Go through the listing below and output it word for word.

*** Supplied material ***

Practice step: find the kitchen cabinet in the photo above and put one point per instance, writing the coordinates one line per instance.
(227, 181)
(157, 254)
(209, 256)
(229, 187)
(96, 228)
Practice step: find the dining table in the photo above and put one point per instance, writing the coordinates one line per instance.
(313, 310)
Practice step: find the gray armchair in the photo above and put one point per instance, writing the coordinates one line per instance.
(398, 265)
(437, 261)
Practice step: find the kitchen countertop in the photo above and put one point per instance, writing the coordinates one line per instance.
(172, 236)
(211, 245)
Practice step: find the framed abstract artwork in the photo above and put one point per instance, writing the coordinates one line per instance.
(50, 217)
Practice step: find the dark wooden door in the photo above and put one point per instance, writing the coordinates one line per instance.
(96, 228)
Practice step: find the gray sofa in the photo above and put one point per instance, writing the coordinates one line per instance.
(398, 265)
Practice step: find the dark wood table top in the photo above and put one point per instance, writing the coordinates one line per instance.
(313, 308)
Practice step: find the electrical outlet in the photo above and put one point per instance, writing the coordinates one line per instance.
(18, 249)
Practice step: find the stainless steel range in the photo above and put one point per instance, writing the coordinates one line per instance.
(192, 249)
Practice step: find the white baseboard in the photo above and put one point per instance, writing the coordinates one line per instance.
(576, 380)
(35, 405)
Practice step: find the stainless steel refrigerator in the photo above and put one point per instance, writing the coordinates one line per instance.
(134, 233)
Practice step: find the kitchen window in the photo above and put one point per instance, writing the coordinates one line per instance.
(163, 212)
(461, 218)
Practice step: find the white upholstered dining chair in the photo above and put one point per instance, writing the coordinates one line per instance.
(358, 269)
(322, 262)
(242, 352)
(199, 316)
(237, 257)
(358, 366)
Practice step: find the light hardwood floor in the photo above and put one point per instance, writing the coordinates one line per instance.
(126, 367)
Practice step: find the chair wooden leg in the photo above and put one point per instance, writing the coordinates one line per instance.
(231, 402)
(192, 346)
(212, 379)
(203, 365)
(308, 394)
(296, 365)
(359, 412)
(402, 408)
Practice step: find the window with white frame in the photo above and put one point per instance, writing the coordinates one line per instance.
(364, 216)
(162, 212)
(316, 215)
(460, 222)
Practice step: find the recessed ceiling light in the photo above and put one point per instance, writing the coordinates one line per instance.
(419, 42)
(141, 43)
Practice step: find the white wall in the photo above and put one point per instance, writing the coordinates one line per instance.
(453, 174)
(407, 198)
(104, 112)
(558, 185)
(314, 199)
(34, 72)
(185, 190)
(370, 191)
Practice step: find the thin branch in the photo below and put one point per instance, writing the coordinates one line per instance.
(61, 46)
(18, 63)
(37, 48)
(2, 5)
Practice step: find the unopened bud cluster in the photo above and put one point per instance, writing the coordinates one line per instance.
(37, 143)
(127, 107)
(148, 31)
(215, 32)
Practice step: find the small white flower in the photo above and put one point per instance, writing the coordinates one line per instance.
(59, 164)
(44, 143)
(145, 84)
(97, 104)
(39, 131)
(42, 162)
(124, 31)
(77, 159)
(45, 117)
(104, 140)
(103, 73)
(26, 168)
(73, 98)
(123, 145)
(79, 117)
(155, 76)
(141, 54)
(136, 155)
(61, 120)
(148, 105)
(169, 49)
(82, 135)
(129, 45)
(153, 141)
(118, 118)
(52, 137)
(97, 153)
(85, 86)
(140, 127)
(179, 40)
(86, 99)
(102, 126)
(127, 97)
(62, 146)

*** End of Supplied material ***

▸ Your response:
Practice step: find the kitchen cabinet in the photo above and put one point per instance, writing the coordinates one line per instance.
(227, 181)
(157, 254)
(209, 256)
(229, 187)
(96, 228)
Practice step: find the dining table in the photo above and put one point per instance, writing the coordinates one line per instance.
(313, 310)
Practice step: find the gray armchair in the photo above and put one point per instance, writing the coordinates one line per instance.
(398, 265)
(437, 261)
Practice step: find the kitchen countertop in the photo above and put one point per instance, writing the coordinates one line per instance.
(172, 236)
(211, 245)
Practice step: find the framed abstract artwork in the photo above and put one point per instance, writing the coordinates one line per instance.
(50, 217)
Practice step: find the dark wooden door in the photo above and put one point per instance, writing the coordinates one line per instance.
(96, 228)
Practice step: find the gray sofa in the photo above and put one point per instance, writing the coordinates one line per instance.
(398, 265)
Practice step: find the dark wood table top in the photo above and put one point per instance, writing the coordinates one line per instance.
(313, 308)
Practice step: find the electrical outlet in the photo above and put one point per instance, writing the coordinates one line per instance.
(18, 249)
Practice step: find the stainless steel range in the photo above and put one point per instance, writing the coordinates one line per instance.
(192, 249)
Practice step: find the white baseboard in the photo above and put one point per instance, writing the coordinates one line per instance.
(576, 380)
(35, 405)
Practice step: find the stainless steel refrigerator in the photo above and put one point per instance, writing the coordinates one line per instance.
(134, 233)
Practice step: find the kitchen window in the photo above and put one point per instance, writing the coordinates one line per instance.
(163, 212)
(461, 218)
Practice step: find the white upholstered dining chair in the photo above and put one point per instance, writing the coordinates one line per instance.
(358, 269)
(322, 262)
(242, 352)
(199, 316)
(237, 257)
(358, 366)
Practice step: find the light hardwood floor in the photo above and put one point per instance, writing the coordinates one line per instance.
(126, 367)
Practice step: find the chair wooden leg in the photo above and put one point per instance, writing the coordinates one line per instance.
(231, 402)
(192, 346)
(212, 379)
(203, 365)
(308, 394)
(296, 365)
(359, 412)
(402, 408)
Practice step: find the window with white frame in the photo above and put one point per instance, writing the coordinates one line per instance.
(364, 216)
(162, 212)
(316, 215)
(460, 222)
Practice step: find the recessed ceiling light in the photo above and put one point per instance, writing the coordinates one line per instance.
(419, 42)
(141, 43)
Practice step: find the white wall in the photo above and put one point per instance, writing the coordinates one line per instance.
(453, 174)
(407, 198)
(104, 112)
(558, 185)
(314, 199)
(34, 72)
(185, 190)
(370, 191)
Practice step: find the thin branch in the photo below and put one point per instance, writing the coordinates one line per instance.
(61, 46)
(18, 63)
(37, 48)
(2, 5)
Practice step: find the unopened bud cluster in the photo above and put one point per instance, writing the coordinates one line per instance.
(37, 143)
(127, 107)
(148, 31)
(215, 32)
Practice step: find the small white flower in the photo above and put one point per instance, writing the coordinates one line per instance.
(59, 164)
(44, 143)
(145, 84)
(97, 104)
(39, 131)
(42, 162)
(124, 31)
(77, 159)
(45, 117)
(104, 140)
(103, 73)
(26, 168)
(73, 98)
(123, 145)
(79, 117)
(155, 76)
(141, 54)
(136, 155)
(61, 120)
(148, 105)
(169, 49)
(82, 135)
(129, 45)
(153, 141)
(118, 118)
(52, 137)
(97, 153)
(85, 86)
(140, 127)
(179, 40)
(86, 99)
(102, 126)
(127, 97)
(62, 146)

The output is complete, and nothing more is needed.